BEGIN Page excerpt
Le Carmel de France, "Les Carmélites martyres de Compiègne - Faire le pélerinage"
https://www.carmel.asso.fr/Faire-un-pelerinage.html


In Compiègne

The site of the 18th-century Carmel



The dominant feature of 18th-century Compiègne, as today, was the great royal château.  The Carmel was close by; the substantial site stretched as far as the Oise, covering the approximate area bounded by the modern roads rue d’Ulm, rue Othenin, cours Guynemer and rue du Fours (formerly rue des Carmélites). 

Quite literally, not a stone remains.

Where the nuns once had their chapel, there now stands the splendid Théâtre Impérial: a memorial plaque was erected in the entrance in 1994.  The area that accommodated the sisters' living quarters, until recently occupied by the  École d’État-major, is now the subject of a major urban regeneration project.
END Page excerpt
▶ **Direction A**
Answer these questions on the passage about the former Carmel site in Compiègne:
(i) What building now stands where the nuns once had their chapel?
(ii) In what year was a memorial plaque erected in that building's entrance?
(iii) By what name was rue du Fours formerly known?
▶ **Direction B**
Extend the passage about the former Carmel site in Compiègne with a further paragraph that follows on from its final sentence.
The lines that follow are drawn from a separate source and are unrelated to the passage above.
BEGIN Data records
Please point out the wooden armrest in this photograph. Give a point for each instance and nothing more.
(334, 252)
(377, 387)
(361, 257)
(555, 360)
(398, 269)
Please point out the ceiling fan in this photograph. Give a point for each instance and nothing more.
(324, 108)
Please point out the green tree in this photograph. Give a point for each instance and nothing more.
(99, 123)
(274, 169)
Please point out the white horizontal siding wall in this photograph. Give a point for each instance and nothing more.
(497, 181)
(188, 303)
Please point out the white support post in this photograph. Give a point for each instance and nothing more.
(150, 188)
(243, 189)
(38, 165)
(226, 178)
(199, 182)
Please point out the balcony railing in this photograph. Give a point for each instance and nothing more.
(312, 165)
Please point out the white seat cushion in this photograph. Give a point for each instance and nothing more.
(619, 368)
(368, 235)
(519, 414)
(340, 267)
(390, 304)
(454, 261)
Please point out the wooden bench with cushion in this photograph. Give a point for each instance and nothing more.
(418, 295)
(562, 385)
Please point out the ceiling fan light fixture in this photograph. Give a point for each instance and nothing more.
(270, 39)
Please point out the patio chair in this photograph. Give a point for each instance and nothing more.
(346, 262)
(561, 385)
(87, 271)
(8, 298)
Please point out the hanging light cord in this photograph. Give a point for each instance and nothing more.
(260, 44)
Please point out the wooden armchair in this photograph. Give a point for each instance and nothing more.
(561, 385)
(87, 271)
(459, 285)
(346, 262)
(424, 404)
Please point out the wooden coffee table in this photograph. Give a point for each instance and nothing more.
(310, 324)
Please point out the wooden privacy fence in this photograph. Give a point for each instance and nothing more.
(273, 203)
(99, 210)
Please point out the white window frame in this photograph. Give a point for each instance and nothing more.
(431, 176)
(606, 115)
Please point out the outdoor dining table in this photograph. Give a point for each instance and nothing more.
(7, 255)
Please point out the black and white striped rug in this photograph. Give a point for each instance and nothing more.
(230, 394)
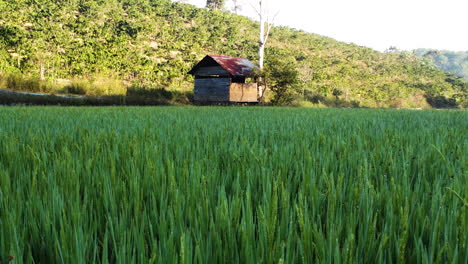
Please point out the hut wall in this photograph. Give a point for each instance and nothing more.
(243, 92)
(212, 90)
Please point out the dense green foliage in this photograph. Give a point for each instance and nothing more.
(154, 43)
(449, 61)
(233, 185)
END Data records
BEGIN Data records
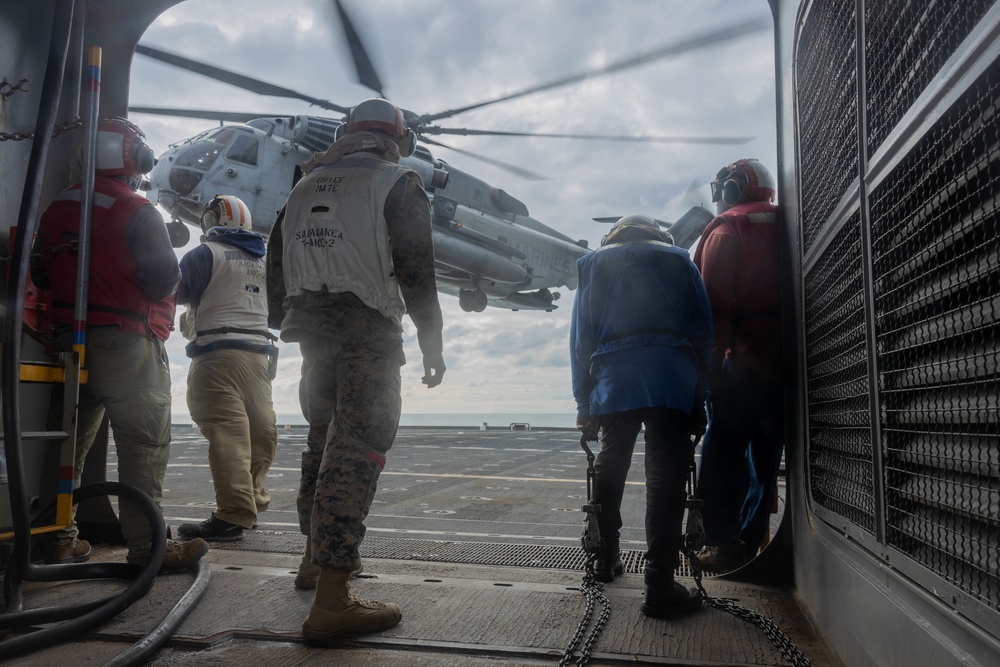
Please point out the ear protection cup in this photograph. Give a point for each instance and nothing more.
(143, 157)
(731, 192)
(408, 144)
END Data records
▶ **Exercise answer A**
(i) The Théâtre Impérial
(ii) 1994
(iii) Rue des Carmélites

▶ **Exercise answer B**
On 7th August 1792 the National Assembly ordered the municipalities to verify the official inventory made two years previously.  The verification, seizure and removal of the convent's entire furnishings was only actually carried out on 12th September.  All items were seized and transported to the former St. Corneille Abbey, the general depot for Compiègne’s confiscated church goods... Madame Philippe mentions, in particular, the disappearance at this time of the large collection of fine, life-size wax figures composing the monastery’s celebrated “crèche.” Its numerous spectacular tableaux of richly dressed images were set up not only at Christmas, but also at other times by royal request. With an indignation rare for her, Madame Philippe opines that those magnificent wax figures had all been melted down to make the candles illumining the works of darkness fomented by revolutionary committees during their sinister nocturnal meetings.  It was  on September 14, with their housing assured and their civilian clothing acquired, that the community finally emerged from their stripped monastery... (William Bush, To Quell the Terror, p.91-92)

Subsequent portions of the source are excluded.